> **Problem details**
Extract, verbatim, all lines starting at the one containing "Study the photo above. For every instance of the overhead" and ending with the final line of the listing, and no others.

> **Material for the task**
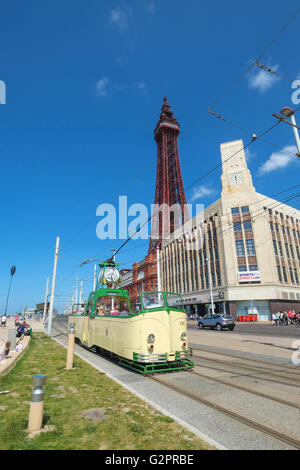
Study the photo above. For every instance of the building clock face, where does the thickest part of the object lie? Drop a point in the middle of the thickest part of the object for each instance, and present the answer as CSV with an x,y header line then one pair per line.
x,y
235,178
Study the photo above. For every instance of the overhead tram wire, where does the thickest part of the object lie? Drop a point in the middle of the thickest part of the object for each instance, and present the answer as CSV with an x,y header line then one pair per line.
x,y
218,116
240,77
254,139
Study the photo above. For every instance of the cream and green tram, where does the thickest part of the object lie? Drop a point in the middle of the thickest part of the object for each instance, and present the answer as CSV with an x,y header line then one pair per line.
x,y
153,339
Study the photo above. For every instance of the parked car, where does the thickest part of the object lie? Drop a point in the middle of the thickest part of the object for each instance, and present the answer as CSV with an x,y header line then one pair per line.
x,y
218,321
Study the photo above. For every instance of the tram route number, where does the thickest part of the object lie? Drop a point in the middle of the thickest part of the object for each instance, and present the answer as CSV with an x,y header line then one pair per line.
x,y
152,459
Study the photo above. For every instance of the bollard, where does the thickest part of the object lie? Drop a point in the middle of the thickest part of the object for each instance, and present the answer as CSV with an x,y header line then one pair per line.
x,y
37,403
11,337
70,353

> **The answer**
Study the photo above. For every instance of the overhead tram wire, where does the thickest part of the object lie? Drop a point in the middle of the thickest part of the object for each instance, and present the answer as CSV with an x,y header line then one pair per line.
x,y
218,116
240,77
254,139
Study the photo above. For every instance of the cream and green tram, where does the thickest part of the object lie? Drop a point in the middle of the thickest part of the object for each instance, and present the answer as CSV with an x,y header line then one pair per line.
x,y
153,339
Study the photo above. For every instance of the parked car, where does the thickest part of the object lie? Drop a point in the middle of the thickest part of the object for each instance, and present the answer as CSV with an x,y header line then one pair per line.
x,y
218,321
Study the photo above. For every instance of the tram route number, where does the thickest part of the object lie? Drop a point in the middle of the thickest part of the object for each instance, and present the answer as CSV with an x,y header line then one pair per line.
x,y
152,459
Study the photo above. For every instance of the bollard, where does the thickest part of the object lie? Drop a point in the middle of the thickest part of the object for each instance, and present the answer as CSV with an x,y header line then one pair per line.
x,y
37,403
11,337
70,353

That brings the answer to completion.